Convert the lines of the records below into a numbered list, omitting blank lines and leaving the pictures out of your answer.

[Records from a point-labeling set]
>> Begin

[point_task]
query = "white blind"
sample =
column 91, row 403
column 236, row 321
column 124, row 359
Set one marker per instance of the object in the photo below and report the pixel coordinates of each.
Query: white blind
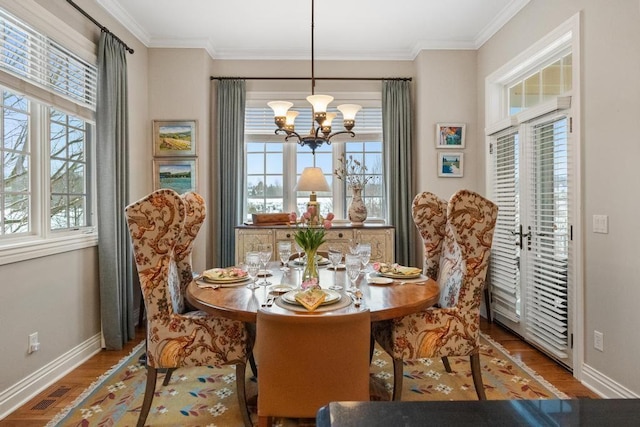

>> End

**Answer to the problem:**
1. [point_task]
2. query = "white blind"
3. sample =
4. column 91, row 403
5. column 236, row 321
6. column 124, row 359
7. Set one marker per instance of the object in the photo below and report the pixel coordinates of each.
8. Query: white blind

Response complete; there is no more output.